* _Set task 1_: Copy everything in the digest post from "Then almost everyone" down to "any objective sense.", word for word.

* _Source passage_:
+ + +

Cultural comparisons, celts etc.

From: Donald R. Oddy <donald_at_grove.demon.co.uk>
Date: Mon, 18 Dec 2000 20:12:45 GMT


In The Glorantha Digest Volume 08 : Number 175 & 6

>From: Peter Metcalfe <metcalph_at_bigfoot.com>

>Donald Oddy:

>>You can't repress someone who has the ability to leave, they may choose
>>not too because the alternative is worse than staying.

>In which case, they are still repressed in the normal meaning
>of the word. Implying for example that the trollkin of Ignorance
>aren't repressed because they have the ability to leave seems to
>me to be redefining the meaning of repression for ideological
>grounds (FWIW many repressed people in modern states did have some
>ability to leave).

Then almost everyone is repressed by the circumstances of their lives, the need to earn a living preventing a free choice of activity. Part of the problem is that the term is used politically about regimes of which the speaker disapproves rather than in any objective sense.

>>Equally slavery isn't the worst that can happen, an employee who is
>>paid less than it costs to live is worse off than a slave whose owner
>>is obliged to feed, clothe and house him.

+ + +

* _Excerpted records_:
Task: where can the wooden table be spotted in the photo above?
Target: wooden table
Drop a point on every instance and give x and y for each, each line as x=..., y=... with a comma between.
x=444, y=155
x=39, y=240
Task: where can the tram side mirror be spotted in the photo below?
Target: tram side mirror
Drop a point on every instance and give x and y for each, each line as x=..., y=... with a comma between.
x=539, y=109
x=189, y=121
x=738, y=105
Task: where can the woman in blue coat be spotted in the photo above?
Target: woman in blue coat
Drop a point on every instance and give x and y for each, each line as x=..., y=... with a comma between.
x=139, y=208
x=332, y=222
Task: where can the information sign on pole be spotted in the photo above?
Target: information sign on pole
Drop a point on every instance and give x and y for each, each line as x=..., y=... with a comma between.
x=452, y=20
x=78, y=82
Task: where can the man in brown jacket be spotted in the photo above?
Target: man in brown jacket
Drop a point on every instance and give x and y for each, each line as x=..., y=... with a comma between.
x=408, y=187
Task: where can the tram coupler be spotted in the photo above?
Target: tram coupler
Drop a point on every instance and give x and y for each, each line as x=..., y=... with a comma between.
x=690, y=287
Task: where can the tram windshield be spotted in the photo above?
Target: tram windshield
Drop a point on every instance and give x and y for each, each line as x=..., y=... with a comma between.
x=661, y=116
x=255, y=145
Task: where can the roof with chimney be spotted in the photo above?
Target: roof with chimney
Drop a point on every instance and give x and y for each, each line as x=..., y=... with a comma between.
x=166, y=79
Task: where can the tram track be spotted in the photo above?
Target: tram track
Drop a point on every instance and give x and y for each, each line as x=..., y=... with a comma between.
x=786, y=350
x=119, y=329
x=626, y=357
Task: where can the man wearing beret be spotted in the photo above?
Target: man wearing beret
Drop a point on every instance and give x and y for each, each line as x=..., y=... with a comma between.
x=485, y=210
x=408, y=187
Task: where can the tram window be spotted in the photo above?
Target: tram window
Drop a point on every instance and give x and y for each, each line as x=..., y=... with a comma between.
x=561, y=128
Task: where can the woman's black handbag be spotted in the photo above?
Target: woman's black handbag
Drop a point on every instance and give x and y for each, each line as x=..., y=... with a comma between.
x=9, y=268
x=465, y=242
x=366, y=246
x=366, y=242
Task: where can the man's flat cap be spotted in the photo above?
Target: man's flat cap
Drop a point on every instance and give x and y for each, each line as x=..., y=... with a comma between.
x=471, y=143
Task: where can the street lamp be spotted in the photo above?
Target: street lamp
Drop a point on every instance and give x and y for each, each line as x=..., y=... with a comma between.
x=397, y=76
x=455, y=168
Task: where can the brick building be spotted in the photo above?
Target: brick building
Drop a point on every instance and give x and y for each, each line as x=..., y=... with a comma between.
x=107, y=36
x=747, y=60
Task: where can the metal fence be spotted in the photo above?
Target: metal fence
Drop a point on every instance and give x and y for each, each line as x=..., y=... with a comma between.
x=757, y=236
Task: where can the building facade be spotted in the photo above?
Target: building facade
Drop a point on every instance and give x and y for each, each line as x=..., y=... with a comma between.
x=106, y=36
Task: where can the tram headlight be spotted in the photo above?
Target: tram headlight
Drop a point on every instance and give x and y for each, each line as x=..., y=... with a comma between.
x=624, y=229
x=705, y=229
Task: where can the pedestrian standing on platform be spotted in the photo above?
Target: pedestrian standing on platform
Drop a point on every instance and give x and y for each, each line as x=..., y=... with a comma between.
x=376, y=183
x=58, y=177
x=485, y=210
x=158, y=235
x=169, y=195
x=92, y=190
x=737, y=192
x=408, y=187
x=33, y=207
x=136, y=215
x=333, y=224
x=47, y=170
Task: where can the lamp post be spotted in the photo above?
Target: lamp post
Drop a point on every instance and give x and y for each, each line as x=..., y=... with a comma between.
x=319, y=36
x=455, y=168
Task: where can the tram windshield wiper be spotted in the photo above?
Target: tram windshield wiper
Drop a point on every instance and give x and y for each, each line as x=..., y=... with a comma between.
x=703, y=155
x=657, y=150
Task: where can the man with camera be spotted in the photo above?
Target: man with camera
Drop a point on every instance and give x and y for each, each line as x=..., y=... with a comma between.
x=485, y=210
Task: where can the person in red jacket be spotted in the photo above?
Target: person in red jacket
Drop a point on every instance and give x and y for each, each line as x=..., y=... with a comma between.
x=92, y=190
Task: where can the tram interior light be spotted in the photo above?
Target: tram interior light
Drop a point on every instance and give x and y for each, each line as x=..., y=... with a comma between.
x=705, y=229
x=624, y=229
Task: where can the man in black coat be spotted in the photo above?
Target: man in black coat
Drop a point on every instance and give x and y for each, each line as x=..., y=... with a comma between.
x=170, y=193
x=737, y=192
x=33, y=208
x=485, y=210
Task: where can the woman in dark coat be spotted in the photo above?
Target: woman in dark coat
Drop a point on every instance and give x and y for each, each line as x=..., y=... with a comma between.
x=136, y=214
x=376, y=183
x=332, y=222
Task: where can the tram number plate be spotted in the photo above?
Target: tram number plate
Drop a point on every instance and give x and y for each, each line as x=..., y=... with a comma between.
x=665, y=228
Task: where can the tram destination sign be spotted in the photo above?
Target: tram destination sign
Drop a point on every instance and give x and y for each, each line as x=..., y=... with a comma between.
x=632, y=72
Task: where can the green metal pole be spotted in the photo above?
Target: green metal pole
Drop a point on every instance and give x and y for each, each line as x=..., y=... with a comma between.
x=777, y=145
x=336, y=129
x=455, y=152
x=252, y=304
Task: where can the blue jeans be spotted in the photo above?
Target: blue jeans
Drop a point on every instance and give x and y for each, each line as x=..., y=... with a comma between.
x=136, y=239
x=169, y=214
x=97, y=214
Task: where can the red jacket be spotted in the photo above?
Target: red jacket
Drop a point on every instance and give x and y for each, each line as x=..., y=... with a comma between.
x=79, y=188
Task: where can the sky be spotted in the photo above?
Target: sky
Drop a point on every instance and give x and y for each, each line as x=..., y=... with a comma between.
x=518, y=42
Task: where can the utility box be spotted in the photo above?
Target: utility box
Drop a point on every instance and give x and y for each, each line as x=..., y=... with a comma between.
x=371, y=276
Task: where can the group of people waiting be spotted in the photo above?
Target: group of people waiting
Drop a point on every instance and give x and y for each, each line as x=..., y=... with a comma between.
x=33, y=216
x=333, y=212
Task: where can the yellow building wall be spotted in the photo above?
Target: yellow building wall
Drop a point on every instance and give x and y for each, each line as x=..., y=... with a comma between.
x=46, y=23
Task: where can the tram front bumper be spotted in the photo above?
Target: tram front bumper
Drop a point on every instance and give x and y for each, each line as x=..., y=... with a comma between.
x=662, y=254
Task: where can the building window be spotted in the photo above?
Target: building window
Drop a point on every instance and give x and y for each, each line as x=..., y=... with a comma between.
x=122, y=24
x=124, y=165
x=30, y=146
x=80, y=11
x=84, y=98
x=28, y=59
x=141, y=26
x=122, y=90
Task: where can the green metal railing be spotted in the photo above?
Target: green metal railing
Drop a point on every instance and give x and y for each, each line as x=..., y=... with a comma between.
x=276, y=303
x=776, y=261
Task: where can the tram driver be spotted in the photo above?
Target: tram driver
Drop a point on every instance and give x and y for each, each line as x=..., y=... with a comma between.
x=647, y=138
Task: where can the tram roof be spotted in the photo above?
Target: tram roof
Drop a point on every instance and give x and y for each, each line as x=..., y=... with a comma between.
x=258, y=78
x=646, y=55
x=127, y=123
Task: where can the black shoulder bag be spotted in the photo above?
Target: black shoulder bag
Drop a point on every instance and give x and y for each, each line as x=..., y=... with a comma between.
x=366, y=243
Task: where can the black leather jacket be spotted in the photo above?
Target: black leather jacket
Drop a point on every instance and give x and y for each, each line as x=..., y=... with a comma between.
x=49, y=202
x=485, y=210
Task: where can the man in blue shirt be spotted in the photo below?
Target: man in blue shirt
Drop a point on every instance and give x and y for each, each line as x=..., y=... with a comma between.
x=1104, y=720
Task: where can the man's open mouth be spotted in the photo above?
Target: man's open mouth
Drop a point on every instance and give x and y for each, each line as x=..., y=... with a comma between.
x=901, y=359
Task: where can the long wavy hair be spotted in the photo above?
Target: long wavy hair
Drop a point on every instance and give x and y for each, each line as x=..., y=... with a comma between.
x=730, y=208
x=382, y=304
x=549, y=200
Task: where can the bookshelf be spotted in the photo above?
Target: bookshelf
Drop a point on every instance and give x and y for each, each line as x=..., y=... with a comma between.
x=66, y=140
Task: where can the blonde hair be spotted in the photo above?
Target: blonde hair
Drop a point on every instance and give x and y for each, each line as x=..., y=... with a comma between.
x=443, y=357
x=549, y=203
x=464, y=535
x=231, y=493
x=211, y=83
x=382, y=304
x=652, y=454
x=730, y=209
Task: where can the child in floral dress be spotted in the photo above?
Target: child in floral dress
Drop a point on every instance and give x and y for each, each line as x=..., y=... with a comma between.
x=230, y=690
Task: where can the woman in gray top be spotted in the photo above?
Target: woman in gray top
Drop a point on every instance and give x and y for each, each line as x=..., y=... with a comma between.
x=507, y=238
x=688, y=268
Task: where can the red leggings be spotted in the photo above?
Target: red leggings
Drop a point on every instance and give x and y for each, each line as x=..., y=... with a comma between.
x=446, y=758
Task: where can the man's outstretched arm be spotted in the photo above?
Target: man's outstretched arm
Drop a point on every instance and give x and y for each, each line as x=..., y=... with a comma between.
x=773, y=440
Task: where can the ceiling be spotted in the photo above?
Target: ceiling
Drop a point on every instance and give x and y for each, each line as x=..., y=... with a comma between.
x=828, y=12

+ + +

* _Set task 2_: Repeat everything in the records from their very first line down to the line containing "x=39, y=240", word for word, and give nothing beyond that.

* _Final answer 1_:
Then almost everyone is repressed by the circumstances of their lives, the need to earn a living preventing a free choice of activity. Part of the problem is that the term is used politically about regimes of which the speaker disapproves rather than in any objective sense.

* _Final answer 2_:
Task: where can the wooden table be spotted in the photo above?
Target: wooden table
Drop a point on every instance and give x and y for each, each line as x=..., y=... with a comma between.
x=444, y=155
x=39, y=240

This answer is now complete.